__Exercise requirements__. Set out the lines of the data below as a numbered list, one line per item, omitting blank lines and leaving out the pictures.

__Provided data__.

▼▼▼

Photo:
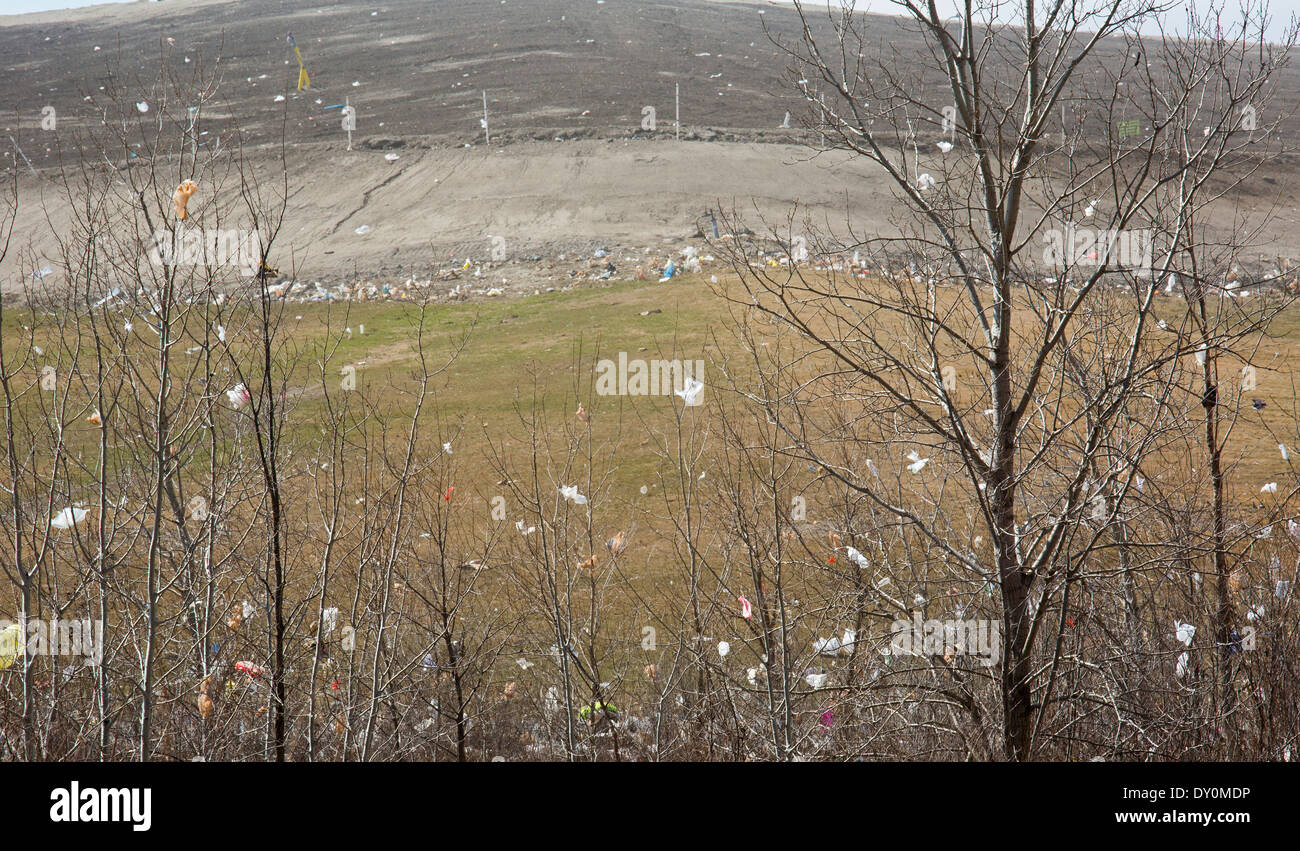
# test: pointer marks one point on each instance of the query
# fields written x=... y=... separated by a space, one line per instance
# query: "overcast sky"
x=1281 y=9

▲▲▲

__Answer below__.
1. Photo:
2. # test: pointer marks one point on each instance of the query
3. # fields written x=... y=... separated by a space, one line per instance
4. # query: "overcast sky"
5. x=1281 y=9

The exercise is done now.